Give the lines below as a numbered list, leaving out any blank lines, from the line containing "Annotate the bare tree in" through the final line.

# Data supplied:
***

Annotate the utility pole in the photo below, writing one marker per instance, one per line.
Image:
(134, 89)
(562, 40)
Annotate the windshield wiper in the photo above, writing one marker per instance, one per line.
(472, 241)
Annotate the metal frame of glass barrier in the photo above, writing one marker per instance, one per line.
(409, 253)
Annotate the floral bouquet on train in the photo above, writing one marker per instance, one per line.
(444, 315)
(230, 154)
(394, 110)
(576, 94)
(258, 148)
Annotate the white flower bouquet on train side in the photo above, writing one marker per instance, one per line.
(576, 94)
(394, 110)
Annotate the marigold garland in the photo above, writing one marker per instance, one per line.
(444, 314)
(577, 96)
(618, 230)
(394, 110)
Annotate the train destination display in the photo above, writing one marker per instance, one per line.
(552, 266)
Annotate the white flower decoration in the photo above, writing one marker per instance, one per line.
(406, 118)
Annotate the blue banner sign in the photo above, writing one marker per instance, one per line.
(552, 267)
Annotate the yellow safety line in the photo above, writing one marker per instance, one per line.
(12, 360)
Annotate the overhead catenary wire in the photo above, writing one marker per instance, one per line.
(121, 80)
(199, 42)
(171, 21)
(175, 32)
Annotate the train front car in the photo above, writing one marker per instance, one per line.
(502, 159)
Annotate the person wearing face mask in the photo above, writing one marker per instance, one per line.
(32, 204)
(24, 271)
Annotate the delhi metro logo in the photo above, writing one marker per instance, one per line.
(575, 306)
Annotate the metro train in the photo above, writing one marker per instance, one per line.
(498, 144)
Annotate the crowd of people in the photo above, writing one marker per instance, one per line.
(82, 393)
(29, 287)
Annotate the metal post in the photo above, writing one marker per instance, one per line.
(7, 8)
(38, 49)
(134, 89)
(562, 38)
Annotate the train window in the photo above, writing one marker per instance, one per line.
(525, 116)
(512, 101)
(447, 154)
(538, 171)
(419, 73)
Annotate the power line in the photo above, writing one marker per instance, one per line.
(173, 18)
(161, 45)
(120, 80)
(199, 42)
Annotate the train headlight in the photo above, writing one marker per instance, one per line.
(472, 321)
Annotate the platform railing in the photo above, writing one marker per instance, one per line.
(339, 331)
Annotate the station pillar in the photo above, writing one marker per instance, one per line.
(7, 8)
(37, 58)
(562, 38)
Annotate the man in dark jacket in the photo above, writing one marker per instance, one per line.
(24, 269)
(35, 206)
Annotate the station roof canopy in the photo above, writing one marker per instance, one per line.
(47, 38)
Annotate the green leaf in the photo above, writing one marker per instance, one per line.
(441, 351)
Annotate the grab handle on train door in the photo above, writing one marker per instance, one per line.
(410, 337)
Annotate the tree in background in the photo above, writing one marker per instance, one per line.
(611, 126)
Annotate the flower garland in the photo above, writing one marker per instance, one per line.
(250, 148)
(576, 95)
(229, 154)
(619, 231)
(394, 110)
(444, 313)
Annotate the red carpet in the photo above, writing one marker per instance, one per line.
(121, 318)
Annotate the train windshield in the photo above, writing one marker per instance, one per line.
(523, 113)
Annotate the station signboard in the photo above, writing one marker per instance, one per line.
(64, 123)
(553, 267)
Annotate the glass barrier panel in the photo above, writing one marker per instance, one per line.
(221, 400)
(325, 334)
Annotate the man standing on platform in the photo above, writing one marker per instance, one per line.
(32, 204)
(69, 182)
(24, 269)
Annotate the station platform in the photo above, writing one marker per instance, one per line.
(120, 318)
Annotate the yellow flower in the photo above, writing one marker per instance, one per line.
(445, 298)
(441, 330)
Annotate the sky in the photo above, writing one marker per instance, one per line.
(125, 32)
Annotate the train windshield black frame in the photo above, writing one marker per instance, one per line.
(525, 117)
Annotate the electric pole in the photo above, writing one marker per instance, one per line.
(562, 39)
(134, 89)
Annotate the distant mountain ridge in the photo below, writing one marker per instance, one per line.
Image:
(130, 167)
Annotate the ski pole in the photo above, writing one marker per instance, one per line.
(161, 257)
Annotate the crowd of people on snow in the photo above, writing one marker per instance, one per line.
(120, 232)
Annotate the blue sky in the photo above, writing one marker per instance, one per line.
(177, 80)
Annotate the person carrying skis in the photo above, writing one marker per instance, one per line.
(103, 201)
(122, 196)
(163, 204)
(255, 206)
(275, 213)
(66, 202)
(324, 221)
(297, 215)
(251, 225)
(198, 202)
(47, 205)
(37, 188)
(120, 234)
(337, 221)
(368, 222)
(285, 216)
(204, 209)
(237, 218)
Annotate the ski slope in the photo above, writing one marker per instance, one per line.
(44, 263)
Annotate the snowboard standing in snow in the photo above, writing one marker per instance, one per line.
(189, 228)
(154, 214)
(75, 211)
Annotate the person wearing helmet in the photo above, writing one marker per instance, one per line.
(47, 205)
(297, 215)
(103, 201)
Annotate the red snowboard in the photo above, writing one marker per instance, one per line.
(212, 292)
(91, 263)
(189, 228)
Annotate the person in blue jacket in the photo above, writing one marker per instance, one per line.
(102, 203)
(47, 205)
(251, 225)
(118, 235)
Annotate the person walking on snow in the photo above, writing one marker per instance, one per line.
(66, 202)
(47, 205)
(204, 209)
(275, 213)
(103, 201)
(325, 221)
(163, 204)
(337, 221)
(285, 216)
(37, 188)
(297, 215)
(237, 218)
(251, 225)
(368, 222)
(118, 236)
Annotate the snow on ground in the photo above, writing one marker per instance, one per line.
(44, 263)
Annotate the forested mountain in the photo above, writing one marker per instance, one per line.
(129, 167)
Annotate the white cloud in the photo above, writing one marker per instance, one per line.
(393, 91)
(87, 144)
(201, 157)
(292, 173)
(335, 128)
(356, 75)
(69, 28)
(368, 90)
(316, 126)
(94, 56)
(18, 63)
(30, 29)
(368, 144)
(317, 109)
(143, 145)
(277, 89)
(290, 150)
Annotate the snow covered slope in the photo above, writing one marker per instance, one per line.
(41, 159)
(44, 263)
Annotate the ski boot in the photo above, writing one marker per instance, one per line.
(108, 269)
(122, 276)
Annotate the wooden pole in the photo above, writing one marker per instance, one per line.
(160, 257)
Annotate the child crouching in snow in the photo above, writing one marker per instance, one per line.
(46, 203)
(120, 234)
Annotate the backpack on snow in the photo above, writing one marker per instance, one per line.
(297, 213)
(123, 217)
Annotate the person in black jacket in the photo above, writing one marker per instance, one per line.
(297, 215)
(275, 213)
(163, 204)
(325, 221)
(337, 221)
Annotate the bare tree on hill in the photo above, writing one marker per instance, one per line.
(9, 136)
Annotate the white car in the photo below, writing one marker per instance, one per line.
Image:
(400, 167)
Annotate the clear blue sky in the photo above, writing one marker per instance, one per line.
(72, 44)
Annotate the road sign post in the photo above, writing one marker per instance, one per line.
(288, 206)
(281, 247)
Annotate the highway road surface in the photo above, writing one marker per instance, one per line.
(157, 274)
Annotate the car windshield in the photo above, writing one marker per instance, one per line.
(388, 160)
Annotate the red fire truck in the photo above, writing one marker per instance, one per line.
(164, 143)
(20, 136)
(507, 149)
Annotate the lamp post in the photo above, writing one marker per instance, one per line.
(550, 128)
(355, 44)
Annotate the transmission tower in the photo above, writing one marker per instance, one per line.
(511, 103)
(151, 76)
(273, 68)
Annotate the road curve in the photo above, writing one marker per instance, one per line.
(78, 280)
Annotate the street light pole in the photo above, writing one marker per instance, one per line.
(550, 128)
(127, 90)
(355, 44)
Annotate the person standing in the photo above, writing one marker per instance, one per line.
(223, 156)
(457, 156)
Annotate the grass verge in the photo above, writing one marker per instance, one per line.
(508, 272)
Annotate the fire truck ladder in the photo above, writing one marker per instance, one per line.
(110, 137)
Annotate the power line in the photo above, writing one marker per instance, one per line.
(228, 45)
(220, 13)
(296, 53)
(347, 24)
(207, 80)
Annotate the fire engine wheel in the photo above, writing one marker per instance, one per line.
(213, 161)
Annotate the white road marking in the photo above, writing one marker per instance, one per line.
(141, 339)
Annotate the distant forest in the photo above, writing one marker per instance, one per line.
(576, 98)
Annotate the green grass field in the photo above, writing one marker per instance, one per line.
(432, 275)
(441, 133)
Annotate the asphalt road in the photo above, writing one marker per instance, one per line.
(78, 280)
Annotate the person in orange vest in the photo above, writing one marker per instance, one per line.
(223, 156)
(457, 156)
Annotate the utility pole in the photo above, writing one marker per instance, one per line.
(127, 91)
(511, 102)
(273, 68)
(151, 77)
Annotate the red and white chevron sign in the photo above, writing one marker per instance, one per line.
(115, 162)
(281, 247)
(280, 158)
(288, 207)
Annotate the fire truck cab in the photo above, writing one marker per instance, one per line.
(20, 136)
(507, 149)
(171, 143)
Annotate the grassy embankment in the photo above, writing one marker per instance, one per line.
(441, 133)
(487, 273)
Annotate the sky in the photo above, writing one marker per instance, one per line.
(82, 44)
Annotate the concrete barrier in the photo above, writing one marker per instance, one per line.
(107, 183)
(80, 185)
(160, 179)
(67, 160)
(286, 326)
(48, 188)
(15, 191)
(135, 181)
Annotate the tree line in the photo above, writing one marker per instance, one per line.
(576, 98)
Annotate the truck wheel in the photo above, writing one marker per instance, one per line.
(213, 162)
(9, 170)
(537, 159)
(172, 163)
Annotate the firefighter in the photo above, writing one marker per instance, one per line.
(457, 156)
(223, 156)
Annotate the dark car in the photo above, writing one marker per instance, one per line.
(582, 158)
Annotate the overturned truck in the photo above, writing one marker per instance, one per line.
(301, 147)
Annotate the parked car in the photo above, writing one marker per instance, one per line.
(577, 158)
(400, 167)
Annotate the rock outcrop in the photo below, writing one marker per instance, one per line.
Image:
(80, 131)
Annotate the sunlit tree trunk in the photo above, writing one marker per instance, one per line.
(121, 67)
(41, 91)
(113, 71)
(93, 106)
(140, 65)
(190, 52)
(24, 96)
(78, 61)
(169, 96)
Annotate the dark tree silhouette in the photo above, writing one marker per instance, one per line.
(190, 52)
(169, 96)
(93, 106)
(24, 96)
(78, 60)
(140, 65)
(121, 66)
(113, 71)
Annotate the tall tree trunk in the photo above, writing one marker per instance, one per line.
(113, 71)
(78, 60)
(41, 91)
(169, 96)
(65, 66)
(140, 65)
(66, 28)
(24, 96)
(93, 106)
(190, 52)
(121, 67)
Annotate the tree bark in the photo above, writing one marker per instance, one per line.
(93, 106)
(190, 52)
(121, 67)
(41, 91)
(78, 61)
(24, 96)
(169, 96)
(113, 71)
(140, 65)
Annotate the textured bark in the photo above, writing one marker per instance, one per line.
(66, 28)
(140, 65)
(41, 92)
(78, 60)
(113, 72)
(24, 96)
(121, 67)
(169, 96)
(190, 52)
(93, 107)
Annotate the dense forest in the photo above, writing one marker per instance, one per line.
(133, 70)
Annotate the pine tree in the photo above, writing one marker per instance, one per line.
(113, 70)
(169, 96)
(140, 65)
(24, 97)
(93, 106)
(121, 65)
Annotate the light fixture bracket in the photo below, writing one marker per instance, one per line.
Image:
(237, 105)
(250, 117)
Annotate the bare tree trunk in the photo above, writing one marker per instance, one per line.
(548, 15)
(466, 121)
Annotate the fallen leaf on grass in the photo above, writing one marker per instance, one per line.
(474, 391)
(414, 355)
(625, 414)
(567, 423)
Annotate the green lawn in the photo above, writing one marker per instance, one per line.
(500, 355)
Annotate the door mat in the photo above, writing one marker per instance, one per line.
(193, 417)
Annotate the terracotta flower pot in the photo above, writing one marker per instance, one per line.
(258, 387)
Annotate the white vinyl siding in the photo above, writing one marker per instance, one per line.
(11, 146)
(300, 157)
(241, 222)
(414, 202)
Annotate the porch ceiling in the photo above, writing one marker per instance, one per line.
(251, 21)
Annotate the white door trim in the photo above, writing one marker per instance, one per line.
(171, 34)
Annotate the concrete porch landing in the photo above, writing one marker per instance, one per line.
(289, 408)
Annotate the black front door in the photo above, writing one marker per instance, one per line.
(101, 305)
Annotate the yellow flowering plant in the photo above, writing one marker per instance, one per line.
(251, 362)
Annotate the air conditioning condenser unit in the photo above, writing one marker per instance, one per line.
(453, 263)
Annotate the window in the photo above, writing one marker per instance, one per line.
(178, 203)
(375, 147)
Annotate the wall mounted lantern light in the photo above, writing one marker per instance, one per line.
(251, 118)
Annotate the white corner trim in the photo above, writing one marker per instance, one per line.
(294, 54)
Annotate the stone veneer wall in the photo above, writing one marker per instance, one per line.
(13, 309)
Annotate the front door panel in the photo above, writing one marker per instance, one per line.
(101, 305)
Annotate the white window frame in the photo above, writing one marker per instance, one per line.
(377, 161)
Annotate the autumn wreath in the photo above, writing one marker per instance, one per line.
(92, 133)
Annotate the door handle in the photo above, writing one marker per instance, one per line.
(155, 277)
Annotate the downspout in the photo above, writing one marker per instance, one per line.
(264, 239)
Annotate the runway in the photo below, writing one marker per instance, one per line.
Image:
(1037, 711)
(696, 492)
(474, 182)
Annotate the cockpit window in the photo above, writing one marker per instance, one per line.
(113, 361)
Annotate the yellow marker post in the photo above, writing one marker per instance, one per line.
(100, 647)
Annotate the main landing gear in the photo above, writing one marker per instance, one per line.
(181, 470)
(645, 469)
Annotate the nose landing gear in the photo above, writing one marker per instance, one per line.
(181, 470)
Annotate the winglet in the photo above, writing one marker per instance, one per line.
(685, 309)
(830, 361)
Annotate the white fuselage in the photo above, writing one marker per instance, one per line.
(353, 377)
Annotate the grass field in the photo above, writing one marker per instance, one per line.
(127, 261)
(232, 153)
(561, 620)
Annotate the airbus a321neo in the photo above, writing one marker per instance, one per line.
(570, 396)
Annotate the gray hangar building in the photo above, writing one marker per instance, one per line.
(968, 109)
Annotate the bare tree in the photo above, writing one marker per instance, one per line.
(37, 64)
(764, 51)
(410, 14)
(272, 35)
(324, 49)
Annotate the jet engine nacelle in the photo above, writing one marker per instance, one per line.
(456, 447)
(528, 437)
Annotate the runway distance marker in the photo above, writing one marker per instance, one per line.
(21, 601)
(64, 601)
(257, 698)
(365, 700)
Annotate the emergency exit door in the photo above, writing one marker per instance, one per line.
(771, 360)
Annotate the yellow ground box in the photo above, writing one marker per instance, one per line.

***

# Answer for this exercise:
1. Annotate the bare tree in the photo above, writing one marker per instance, one per line.
2. (37, 64)
3. (764, 51)
4. (410, 14)
5. (272, 35)
6. (324, 49)
7. Annotate the jet engine nacelle in the photo above, writing one marker per instance, one per line.
8. (456, 447)
9. (528, 437)
10. Annotate the runway distance marker in the photo above, writing one marker per instance, one per line.
11. (21, 601)
12. (64, 601)
13. (257, 698)
14. (365, 700)
15. Annotate the emergency exit door in the photo above, writing one marker per instance, one per line.
16. (771, 360)
17. Annotate the yellow ground box in the photo above, writing one marker per instance, one per line.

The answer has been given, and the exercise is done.